**TASK BRIEF**
Check every line below for the string "vent", and copy the lines that contain it.
(SUPPLIED RECORDS)
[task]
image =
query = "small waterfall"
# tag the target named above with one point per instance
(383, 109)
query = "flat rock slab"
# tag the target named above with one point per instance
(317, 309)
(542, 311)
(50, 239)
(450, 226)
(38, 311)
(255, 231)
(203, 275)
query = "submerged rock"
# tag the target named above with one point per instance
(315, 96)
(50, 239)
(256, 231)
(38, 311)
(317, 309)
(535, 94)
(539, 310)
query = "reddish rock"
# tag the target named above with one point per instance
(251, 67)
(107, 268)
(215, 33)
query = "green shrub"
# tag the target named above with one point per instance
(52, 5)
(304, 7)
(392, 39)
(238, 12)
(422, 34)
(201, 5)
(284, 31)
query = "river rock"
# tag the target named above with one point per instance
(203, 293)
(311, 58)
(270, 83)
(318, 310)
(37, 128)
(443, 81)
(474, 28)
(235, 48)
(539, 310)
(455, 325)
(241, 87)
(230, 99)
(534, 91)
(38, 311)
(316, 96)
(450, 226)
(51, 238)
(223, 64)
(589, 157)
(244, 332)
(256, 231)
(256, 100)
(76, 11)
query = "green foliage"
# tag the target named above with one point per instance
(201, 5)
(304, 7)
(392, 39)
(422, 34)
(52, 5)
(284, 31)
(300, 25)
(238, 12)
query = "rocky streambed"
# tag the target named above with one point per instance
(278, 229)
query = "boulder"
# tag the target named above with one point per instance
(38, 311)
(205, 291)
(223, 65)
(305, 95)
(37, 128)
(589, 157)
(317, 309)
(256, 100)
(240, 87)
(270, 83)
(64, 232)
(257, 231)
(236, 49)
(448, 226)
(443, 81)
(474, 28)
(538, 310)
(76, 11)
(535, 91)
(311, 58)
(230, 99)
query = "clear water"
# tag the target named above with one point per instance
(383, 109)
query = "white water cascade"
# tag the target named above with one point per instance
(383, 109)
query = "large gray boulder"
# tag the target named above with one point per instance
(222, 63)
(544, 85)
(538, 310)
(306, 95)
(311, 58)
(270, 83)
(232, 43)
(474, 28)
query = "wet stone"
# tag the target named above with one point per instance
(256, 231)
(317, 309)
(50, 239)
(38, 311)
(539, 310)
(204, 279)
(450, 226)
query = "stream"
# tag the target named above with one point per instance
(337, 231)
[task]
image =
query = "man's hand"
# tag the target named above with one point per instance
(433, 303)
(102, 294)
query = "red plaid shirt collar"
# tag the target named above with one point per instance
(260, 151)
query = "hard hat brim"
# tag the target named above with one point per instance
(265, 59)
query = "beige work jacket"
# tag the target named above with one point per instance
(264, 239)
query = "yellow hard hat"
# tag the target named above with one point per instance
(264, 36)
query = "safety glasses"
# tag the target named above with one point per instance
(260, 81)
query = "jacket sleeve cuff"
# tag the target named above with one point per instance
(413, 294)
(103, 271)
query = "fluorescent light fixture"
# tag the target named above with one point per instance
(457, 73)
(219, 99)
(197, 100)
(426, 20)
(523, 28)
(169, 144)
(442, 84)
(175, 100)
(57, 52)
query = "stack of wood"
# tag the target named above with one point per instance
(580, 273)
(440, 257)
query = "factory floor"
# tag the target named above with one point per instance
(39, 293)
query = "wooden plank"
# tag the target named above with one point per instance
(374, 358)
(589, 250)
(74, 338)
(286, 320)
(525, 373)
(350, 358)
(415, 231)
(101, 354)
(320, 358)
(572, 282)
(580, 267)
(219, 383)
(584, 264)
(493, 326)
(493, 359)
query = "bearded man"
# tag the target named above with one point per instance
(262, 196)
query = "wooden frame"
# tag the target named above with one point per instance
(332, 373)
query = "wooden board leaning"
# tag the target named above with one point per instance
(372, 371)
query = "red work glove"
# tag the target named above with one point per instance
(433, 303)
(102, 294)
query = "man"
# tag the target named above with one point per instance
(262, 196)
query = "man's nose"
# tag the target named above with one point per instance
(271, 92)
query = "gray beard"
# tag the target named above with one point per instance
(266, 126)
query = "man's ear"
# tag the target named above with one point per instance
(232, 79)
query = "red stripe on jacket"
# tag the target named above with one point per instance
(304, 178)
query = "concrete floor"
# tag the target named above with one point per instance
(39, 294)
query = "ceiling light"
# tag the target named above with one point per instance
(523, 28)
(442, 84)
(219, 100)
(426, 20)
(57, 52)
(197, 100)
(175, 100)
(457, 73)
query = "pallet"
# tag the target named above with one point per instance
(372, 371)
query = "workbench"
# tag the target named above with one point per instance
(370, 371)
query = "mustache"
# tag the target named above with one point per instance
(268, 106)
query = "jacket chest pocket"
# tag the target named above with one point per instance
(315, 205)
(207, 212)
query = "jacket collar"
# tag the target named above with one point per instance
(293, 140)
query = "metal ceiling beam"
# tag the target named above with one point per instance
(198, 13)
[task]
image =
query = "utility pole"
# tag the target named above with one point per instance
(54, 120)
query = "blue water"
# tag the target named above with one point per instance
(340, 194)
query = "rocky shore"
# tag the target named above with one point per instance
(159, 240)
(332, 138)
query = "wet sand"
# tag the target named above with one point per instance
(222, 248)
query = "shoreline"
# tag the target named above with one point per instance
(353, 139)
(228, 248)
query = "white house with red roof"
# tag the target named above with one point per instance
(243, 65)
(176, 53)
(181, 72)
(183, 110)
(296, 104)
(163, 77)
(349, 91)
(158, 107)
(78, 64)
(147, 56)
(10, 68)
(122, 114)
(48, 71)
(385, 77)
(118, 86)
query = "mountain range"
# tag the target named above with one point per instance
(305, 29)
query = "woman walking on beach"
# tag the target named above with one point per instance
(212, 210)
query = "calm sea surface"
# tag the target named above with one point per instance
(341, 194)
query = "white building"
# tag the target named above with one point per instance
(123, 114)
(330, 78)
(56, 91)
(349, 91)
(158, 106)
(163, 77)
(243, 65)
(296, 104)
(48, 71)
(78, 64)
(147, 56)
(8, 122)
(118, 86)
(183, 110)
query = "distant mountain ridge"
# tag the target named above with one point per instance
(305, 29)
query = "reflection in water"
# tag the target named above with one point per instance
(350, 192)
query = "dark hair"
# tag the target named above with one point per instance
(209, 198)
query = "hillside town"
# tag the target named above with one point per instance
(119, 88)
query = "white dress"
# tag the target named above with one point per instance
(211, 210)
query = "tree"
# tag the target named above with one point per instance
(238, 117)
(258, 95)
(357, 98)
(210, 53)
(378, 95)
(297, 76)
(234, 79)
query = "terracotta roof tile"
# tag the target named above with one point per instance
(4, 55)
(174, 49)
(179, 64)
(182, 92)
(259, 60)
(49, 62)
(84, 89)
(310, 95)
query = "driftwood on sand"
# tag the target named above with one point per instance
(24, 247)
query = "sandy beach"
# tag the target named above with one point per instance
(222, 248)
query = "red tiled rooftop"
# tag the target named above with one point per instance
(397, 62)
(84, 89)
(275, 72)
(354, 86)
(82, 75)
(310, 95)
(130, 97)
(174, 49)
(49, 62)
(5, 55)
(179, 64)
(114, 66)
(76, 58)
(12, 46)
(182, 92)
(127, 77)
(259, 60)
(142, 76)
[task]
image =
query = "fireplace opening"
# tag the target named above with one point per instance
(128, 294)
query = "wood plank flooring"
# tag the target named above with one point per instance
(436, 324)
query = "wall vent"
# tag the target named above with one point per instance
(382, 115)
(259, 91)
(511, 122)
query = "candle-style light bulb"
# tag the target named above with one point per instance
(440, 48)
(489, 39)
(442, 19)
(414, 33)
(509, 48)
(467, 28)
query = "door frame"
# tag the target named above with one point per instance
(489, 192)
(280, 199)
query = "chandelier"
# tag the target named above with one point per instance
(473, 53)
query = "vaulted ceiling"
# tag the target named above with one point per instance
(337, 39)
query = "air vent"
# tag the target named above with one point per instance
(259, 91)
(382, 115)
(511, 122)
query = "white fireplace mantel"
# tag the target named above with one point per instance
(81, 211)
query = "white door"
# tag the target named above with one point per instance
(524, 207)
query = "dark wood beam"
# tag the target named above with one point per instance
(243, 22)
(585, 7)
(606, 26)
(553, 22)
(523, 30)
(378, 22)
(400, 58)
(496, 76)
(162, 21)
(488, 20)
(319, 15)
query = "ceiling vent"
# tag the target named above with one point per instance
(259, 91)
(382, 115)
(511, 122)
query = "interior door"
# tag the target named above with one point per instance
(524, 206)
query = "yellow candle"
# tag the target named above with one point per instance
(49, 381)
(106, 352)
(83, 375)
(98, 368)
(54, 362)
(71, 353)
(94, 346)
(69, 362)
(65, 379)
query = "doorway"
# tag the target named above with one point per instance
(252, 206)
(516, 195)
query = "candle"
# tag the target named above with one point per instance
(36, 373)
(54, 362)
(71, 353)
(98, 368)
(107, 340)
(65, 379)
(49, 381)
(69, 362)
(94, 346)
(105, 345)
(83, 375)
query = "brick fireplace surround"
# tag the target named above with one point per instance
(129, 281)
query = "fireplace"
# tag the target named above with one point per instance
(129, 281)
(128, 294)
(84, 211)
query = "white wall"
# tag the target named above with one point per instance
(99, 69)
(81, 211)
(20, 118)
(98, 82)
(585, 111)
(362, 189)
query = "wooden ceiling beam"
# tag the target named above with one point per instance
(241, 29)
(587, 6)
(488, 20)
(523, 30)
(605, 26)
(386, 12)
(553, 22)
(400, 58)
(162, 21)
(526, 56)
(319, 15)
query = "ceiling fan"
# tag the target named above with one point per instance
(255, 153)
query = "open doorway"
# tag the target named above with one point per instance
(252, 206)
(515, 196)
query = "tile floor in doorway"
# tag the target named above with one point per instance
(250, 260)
(End SUPPLIED RECORDS)
**REPLY**
query = "wall vent"
query = "air vent"
query = "ceiling vent"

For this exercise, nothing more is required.